_WHAT IS NEEDED_:
Please reproduce the final stretch of the listing below: the line that contains "pixel 102 142" and all lines after it, verbatim, with nothing else.

_DATA PROVIDED_:

================================

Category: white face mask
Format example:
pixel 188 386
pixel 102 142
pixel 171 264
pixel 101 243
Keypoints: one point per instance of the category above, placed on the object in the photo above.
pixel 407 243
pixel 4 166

================================

_RESPONSE TO THIS EXERCISE_:
pixel 102 142
pixel 171 264
pixel 101 243
Keypoints: one point per instance of the category above, placed on the object in the photo above.
pixel 407 243
pixel 4 166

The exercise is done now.